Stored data
═══
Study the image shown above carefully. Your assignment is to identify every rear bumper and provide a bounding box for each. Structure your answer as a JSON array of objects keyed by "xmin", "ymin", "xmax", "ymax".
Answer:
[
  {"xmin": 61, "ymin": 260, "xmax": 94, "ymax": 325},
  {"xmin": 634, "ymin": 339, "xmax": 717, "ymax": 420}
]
═══
## TO DO
Pull every line out of the items above and copy each one word for word.

## RESULT OF THIS EXERCISE
Study the image shown above carefully. Your assignment is to identify every rear bumper and provide a bounding box for each. Structure your answer as a JSON array of objects keyed by "xmin", "ymin", "xmax", "ymax".
Answer:
[
  {"xmin": 61, "ymin": 260, "xmax": 94, "ymax": 325},
  {"xmin": 634, "ymin": 339, "xmax": 717, "ymax": 420}
]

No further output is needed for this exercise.